Page excerpt:
=======
2

I'm trying to translate the following program to x86 assembly ( AT&T ).

#include <stdio.h>

int main()
{
   int n = 123;
   int reverse = 0;


   while (n != 0)
   {
      reverse = reverse * 10;
      reverse = reverse + n%10;
      n       = n/10;
   }

   printf("%d\n", reverse);

   return 0;
}

It's supposed to print 321.

However, with the code below, I'm getting a 0 instead. Can anybody give me a clue about what I'm doing wrong here? ( I pasted just the relevant section below. I'm sure that initialization and printing are working fine. You can see the whole thing here)

  movl  $123, %esi    # int n
  movl  $0, %edi    # int reverse
  movl $10, %ebx    # divisor


L1:     # while n != 0

cmpl $0, %esi
je L2

# reverse = reverse * 10
imul $10, %edi

# reverse = reverse + n % 10
movl $0, %edx
movl %edi, %eax
idivl %ebx
addl %edx, %edi

# n = n / 10
movl %esi, %eax
movl $0, %edx
idivl %ebx
movl %eax, %esi

jmp L1

L2:  # end while

movl %edi, %eax

Maybe I'm not yet perfectly understanding what the idivl command is supposed to do. I understand that it divides %edx:%eax by %ebx and stores the quotient in %eax and the remainder in %edx.

Ruan
  • 772
  • 4
  • 13

2 Answers2

5
# reverse = reverse + n % 10
movl $0, %edx
movl %edi, %eax   ; <--- here

%edi is not n, according to the comments above:

movl  $123, %esi    # int n

So, it should be using %esi, i.e. movl %esi, %eax.

davmac
  • 20,150
  • 1
  • 40
  • 68
1

sometimes it is good to see what the compiler generates

int reverse(int x)
{
   int r = 0;

   while (x != 0)
=======
Can you print everything in the x86 assembly thread from "Maybe I'm not" down to "remainder in %edx.", word for word?

[Dataset excerpt]
=======
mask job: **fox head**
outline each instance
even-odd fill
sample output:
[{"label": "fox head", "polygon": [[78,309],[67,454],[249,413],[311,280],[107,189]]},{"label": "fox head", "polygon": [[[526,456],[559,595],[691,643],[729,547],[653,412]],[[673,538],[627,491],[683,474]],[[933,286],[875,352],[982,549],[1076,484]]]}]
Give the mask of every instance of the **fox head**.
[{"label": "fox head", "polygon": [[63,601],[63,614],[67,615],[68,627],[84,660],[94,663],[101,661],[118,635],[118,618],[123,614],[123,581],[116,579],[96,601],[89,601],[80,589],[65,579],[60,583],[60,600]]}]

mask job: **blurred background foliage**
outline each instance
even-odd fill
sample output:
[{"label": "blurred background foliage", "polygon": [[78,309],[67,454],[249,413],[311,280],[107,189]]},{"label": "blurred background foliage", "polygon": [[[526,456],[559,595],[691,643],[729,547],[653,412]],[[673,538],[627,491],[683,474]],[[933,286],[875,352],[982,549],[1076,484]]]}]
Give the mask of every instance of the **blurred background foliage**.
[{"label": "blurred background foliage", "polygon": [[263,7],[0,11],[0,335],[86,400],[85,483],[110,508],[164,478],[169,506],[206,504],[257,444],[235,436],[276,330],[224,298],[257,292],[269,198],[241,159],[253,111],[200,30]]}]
=======
Solution to this problem:
Maybe I'm not yet perfectly understanding what the idivl command is supposed to do. I understand that it divides %edx:%eax by %ebx and stores the quotient in %eax and the remainder in %edx.